What you will do:
Copy exactly the run of lines that begins at the line with "Find the eyebrow" and ends at the final line of the entries.

(Entries from a pointing dataset)
+ + +

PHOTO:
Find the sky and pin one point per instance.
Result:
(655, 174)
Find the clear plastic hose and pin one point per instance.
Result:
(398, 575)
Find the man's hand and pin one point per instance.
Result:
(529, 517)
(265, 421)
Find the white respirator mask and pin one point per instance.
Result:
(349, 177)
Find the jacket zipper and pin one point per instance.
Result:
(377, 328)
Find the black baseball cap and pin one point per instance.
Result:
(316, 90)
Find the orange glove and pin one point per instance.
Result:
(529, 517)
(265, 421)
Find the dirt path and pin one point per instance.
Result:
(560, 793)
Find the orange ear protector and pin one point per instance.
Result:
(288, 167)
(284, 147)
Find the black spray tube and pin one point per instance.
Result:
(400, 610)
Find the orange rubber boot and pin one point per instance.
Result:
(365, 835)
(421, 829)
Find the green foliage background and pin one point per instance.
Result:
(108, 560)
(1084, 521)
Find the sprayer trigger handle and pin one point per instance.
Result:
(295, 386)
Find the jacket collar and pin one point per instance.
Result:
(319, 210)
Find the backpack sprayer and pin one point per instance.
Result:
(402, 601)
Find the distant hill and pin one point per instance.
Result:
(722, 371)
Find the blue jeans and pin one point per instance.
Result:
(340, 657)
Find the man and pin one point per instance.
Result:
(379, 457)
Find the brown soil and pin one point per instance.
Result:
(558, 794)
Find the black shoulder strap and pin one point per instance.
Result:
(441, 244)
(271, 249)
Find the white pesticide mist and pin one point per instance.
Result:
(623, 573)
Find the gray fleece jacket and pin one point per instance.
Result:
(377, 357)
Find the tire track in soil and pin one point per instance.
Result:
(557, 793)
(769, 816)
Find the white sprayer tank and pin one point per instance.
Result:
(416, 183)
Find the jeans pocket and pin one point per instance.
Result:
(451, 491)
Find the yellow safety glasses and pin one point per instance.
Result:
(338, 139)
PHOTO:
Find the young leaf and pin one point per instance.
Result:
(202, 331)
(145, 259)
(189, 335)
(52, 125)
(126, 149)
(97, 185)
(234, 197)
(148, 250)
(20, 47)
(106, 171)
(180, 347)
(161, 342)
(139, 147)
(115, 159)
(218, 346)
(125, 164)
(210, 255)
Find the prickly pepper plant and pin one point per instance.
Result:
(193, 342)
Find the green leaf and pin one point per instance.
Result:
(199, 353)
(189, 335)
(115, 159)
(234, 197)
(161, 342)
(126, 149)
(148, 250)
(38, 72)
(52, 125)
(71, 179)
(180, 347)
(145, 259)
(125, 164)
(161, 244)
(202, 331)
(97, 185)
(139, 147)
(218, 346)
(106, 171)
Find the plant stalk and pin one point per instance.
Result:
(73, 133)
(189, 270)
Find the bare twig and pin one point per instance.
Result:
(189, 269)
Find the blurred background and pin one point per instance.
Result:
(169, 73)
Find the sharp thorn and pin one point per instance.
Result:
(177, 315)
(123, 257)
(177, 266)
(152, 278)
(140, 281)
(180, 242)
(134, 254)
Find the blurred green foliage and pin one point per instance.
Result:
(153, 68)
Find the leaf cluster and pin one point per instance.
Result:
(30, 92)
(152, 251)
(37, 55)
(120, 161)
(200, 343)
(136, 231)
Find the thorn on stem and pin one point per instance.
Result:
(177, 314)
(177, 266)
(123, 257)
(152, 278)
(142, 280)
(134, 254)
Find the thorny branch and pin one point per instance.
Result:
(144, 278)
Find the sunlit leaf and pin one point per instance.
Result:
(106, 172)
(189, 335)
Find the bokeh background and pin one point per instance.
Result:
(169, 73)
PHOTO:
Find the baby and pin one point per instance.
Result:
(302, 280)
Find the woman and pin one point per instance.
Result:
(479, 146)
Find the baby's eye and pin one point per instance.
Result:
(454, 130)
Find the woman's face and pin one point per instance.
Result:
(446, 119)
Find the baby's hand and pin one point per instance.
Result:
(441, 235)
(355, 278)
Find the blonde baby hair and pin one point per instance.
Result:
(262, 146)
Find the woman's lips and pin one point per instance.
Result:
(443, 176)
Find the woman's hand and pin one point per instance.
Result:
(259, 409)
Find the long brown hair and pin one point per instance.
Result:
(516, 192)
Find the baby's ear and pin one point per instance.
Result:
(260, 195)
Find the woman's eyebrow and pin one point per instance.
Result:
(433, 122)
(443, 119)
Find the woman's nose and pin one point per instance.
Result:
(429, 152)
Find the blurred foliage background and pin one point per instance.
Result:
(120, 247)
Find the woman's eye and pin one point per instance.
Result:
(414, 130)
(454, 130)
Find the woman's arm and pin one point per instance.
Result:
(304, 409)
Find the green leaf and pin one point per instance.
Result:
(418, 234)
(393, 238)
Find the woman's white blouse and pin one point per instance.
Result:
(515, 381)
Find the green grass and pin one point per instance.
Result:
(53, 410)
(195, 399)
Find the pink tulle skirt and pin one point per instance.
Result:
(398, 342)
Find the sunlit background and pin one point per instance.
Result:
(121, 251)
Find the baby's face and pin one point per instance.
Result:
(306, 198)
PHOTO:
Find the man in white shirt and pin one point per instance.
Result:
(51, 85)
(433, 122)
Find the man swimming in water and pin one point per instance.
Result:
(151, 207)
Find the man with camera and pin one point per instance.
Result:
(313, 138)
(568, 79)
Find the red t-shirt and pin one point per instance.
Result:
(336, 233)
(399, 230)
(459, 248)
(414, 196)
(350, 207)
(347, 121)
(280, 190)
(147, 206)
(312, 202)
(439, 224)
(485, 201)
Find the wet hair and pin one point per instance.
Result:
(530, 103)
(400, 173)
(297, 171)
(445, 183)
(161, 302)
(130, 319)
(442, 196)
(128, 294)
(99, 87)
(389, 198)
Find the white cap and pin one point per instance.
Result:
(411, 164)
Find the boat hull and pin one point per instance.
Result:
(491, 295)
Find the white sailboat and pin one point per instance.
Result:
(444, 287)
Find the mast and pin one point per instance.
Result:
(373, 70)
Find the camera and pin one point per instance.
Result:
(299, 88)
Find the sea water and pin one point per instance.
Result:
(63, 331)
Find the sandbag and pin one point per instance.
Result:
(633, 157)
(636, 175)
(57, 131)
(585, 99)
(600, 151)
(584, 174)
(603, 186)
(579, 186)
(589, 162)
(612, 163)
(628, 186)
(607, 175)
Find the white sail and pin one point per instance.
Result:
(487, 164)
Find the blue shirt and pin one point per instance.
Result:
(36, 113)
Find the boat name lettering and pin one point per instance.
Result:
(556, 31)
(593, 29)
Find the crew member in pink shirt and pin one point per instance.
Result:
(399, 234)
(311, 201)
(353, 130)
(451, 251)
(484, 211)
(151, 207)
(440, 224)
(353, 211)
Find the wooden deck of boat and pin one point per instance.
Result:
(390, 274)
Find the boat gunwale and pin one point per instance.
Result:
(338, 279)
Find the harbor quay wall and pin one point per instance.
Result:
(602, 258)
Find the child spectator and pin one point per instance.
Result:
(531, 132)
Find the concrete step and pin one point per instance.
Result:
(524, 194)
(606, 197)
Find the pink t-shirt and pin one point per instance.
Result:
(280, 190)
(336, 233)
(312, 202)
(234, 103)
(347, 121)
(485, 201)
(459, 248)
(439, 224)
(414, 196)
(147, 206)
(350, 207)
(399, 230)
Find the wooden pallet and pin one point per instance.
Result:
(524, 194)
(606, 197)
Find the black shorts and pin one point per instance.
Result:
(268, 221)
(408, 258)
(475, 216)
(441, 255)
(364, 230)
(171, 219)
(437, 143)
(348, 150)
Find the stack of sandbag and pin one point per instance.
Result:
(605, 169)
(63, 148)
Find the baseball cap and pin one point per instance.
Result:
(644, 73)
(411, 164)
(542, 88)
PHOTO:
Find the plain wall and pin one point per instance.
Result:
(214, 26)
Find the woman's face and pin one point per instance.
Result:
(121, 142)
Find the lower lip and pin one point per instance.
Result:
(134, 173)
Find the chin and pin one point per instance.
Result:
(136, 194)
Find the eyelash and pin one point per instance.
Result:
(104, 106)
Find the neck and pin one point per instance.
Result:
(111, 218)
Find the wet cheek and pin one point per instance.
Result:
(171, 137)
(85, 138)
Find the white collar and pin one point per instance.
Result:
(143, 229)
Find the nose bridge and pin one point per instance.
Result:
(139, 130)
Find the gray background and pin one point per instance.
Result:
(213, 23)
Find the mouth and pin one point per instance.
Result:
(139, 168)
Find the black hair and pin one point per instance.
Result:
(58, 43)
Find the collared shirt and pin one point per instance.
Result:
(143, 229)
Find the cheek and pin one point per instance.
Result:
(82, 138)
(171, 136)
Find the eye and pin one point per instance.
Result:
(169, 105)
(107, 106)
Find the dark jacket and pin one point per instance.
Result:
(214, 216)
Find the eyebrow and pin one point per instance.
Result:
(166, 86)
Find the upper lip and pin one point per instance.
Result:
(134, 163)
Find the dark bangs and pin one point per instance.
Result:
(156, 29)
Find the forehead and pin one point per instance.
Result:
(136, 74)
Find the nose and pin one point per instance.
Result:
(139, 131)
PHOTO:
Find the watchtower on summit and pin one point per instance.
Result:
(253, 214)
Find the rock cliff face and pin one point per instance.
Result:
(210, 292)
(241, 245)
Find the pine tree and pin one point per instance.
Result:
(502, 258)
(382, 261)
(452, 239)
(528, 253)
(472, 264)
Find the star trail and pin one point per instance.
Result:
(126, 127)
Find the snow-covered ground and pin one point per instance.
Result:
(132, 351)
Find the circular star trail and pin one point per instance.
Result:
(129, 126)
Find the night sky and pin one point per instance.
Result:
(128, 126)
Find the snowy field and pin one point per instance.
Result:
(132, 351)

+ + +

Result:
Find the eyebrow and pin one point per instance.
Result:
(166, 86)
Find the upper lip and pin one point per instance.
Result:
(134, 163)
Find the dark bangs and pin one point per instance.
Result:
(156, 29)
Find the forehead and pin one point per instance.
Result:
(136, 74)
Find the nose and pin one point per instance.
Result:
(139, 131)
PHOTO:
Find the watchtower on summit and pin one point per instance.
Result:
(253, 214)
Find the rock cliff face and pin one point per instance.
Result:
(210, 292)
(241, 245)
Find the pine tree and pin one point per instance.
Result:
(502, 258)
(382, 261)
(452, 239)
(528, 253)
(472, 264)
Find the star trail and pin one point per instance.
Result:
(126, 127)
Find the snow-covered ground and pin one point per instance.
Result:
(132, 351)
Find the circular star trail and pin one point per instance.
Result:
(129, 126)
Find the night sky and pin one point per instance.
Result:
(128, 126)
Find the snowy field and pin one point per instance.
Result:
(132, 351)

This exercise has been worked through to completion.